**INSTRUCTIONS TO FOLLOW**
Filter the records, keeping every line that has the string "Target".

**INPUT RECORDS**
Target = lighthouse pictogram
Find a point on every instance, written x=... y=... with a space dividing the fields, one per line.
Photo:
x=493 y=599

...

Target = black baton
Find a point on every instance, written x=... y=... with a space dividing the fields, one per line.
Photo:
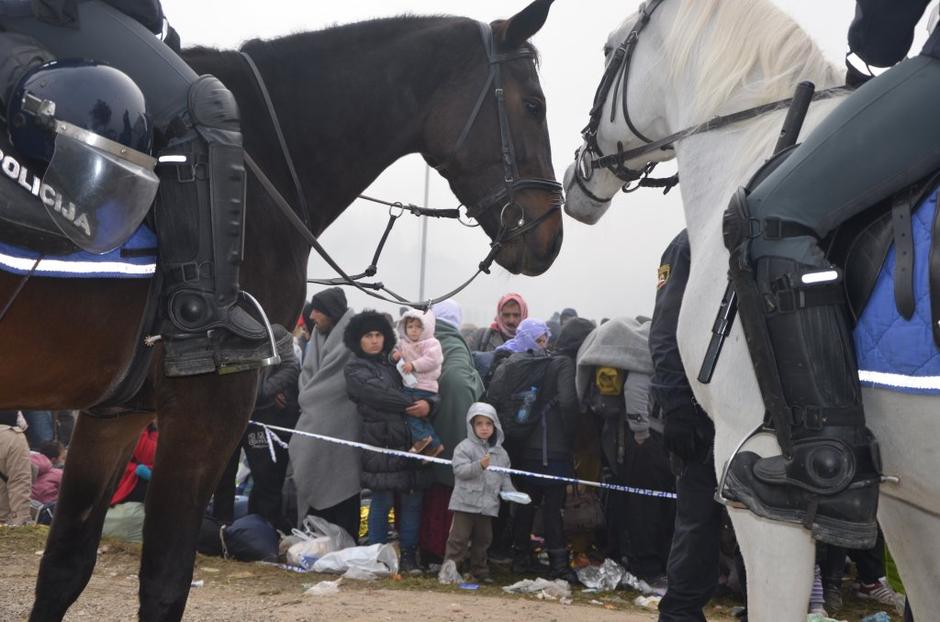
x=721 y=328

...

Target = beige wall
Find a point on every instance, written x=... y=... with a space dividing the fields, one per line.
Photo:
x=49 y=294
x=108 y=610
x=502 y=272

**RESPONSE**
Target = lighthouse pictogram
Target = black baton
Target = beige wall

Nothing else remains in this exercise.